> [Problem description]:
Can you set down every one of the rows below word for word, leaving out the pictures?

> [Material provided]:
----------

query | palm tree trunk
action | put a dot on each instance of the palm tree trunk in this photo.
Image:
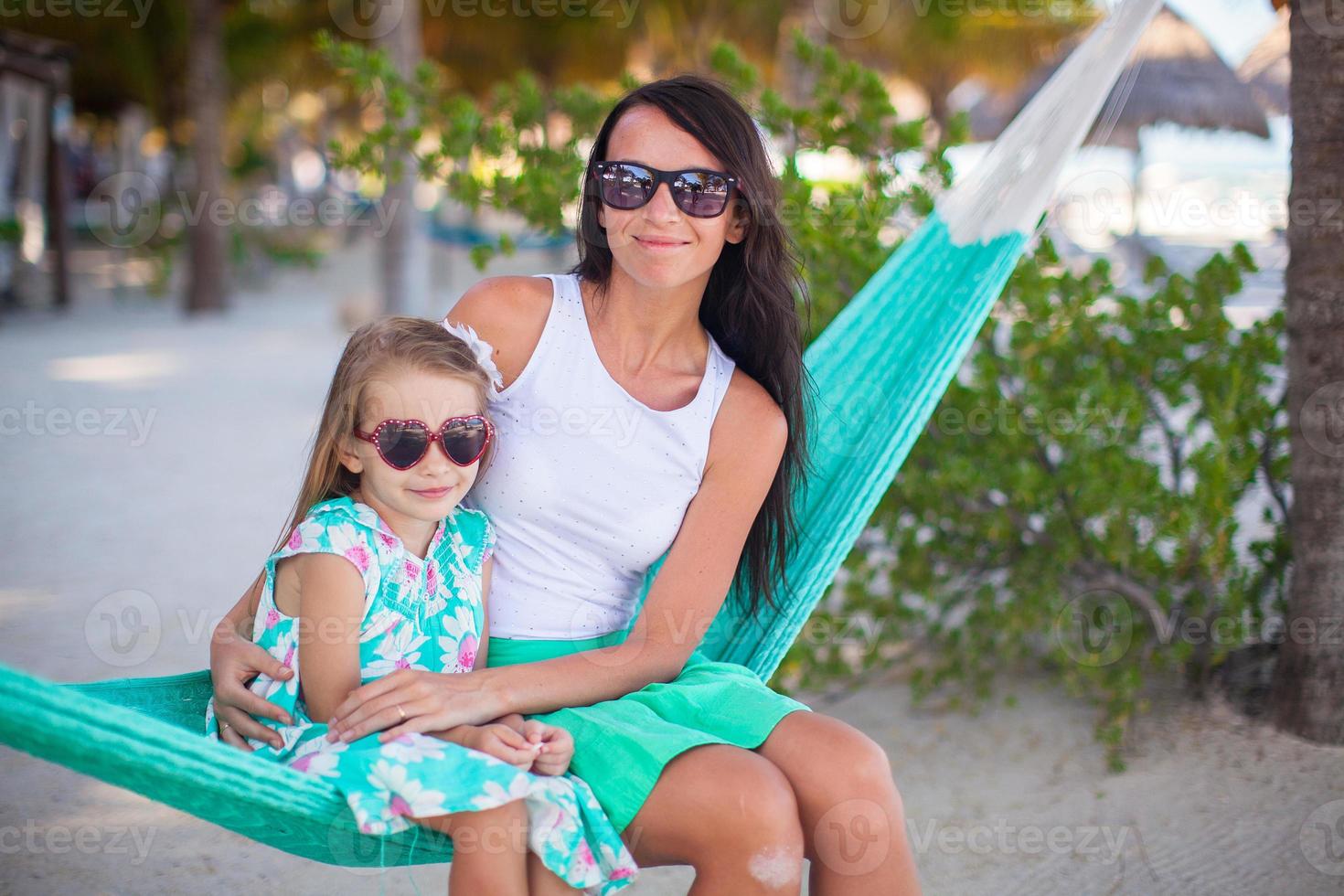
(208, 283)
(1308, 693)
(405, 246)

----------

> [The output]:
query | palm tree trunk
action | put a dot on each instance of the palm tree trunk in this photo.
Image:
(208, 283)
(1308, 693)
(405, 246)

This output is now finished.